**Instructions to follow:** Collect every line in the records below that contains the word "lace", and copy each of those lines in full.

**Labeled-object pointing entries:**
..........
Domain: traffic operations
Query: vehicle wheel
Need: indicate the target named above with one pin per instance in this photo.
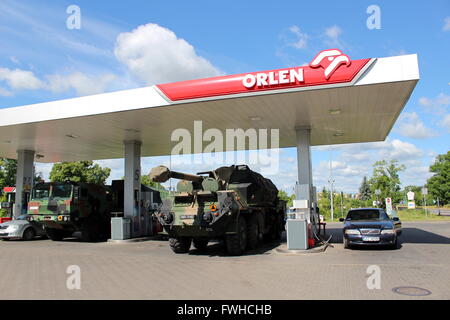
(180, 245)
(237, 243)
(252, 232)
(28, 234)
(200, 244)
(55, 234)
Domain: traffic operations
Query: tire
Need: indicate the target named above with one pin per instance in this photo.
(180, 245)
(55, 234)
(200, 244)
(237, 243)
(252, 232)
(28, 234)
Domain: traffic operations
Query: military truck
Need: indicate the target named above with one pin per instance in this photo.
(234, 204)
(67, 207)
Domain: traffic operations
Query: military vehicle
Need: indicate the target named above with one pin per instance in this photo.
(232, 203)
(68, 207)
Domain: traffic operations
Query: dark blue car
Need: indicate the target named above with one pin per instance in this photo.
(369, 227)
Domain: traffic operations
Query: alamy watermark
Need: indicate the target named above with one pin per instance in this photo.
(374, 20)
(374, 277)
(73, 281)
(213, 146)
(74, 19)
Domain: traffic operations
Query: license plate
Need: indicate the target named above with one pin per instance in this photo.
(371, 239)
(187, 217)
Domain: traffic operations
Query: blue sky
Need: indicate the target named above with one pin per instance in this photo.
(42, 60)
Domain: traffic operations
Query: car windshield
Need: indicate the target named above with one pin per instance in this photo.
(367, 215)
(41, 191)
(61, 191)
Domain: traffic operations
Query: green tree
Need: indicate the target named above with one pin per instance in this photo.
(364, 190)
(79, 171)
(439, 183)
(386, 178)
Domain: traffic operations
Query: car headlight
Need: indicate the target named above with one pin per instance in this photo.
(13, 227)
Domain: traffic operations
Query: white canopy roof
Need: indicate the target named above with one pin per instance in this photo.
(94, 127)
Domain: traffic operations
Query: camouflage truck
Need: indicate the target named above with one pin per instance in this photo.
(67, 207)
(234, 204)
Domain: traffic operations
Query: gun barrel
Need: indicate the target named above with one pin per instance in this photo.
(162, 174)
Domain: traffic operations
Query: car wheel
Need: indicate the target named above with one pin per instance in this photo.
(200, 244)
(180, 245)
(28, 234)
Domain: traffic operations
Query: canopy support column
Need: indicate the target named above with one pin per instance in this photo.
(304, 188)
(132, 185)
(24, 180)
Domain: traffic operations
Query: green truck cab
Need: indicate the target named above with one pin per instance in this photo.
(67, 207)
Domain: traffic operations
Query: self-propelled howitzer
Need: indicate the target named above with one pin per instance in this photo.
(231, 203)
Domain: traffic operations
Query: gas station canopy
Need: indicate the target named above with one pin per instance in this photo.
(339, 100)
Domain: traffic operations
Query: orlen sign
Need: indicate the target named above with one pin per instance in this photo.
(273, 78)
(328, 67)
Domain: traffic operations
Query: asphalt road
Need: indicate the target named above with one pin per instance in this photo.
(442, 211)
(149, 270)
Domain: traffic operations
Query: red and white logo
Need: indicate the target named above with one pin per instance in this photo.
(330, 60)
(337, 68)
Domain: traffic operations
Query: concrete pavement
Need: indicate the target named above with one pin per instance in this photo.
(149, 270)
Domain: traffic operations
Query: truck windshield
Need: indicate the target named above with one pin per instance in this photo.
(44, 191)
(61, 191)
(41, 191)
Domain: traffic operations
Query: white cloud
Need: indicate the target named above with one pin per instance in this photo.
(411, 126)
(446, 26)
(156, 55)
(436, 105)
(5, 93)
(19, 79)
(80, 82)
(445, 122)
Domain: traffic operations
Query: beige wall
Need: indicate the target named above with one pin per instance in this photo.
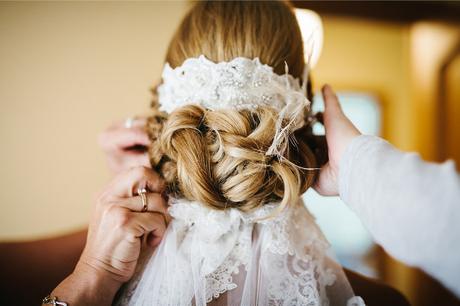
(67, 70)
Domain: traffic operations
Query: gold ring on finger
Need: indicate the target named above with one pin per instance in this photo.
(143, 194)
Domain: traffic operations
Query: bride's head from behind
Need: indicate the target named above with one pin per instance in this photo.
(218, 157)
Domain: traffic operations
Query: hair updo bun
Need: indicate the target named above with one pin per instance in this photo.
(218, 157)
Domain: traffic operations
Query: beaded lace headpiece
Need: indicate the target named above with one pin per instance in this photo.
(241, 84)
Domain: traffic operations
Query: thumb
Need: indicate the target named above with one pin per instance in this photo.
(326, 183)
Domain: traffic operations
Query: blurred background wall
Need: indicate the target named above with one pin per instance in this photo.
(68, 70)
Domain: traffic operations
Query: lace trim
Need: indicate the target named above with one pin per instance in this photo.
(292, 246)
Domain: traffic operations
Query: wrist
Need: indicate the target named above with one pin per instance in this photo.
(96, 278)
(87, 286)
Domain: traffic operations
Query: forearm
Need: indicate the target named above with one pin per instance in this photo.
(411, 207)
(86, 287)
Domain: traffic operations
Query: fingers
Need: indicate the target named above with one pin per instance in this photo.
(335, 121)
(155, 203)
(331, 102)
(125, 185)
(326, 184)
(121, 138)
(139, 224)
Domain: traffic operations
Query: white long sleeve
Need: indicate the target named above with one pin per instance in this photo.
(411, 207)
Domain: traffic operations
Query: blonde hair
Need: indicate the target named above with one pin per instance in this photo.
(218, 157)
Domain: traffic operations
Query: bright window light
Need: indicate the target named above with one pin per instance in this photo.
(311, 28)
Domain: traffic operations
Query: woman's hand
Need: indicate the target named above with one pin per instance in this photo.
(125, 146)
(339, 133)
(116, 233)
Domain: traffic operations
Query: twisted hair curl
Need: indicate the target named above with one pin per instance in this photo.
(218, 157)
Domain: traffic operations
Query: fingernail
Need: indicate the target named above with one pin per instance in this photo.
(164, 195)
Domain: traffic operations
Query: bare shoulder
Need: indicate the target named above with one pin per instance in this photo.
(373, 292)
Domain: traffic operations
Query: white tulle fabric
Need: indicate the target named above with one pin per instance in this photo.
(241, 83)
(227, 257)
(211, 257)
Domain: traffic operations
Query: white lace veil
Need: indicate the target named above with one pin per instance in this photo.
(211, 257)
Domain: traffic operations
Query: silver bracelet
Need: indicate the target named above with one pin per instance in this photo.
(52, 300)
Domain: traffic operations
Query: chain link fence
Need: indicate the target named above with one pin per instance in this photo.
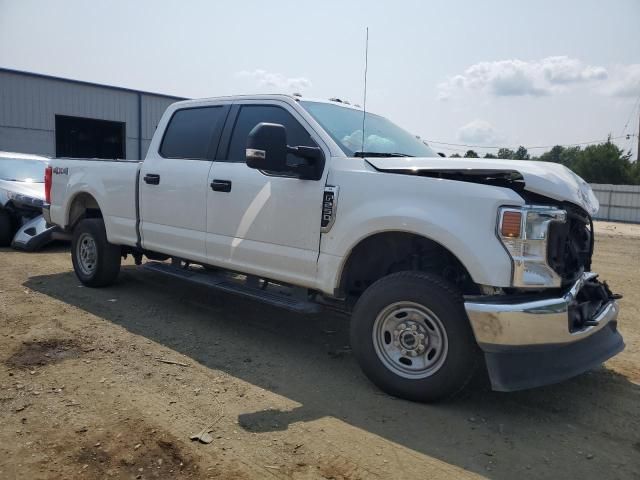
..........
**Response to the task:**
Query: beaded lace headpiece
Query: lace trim
Query: white lace veil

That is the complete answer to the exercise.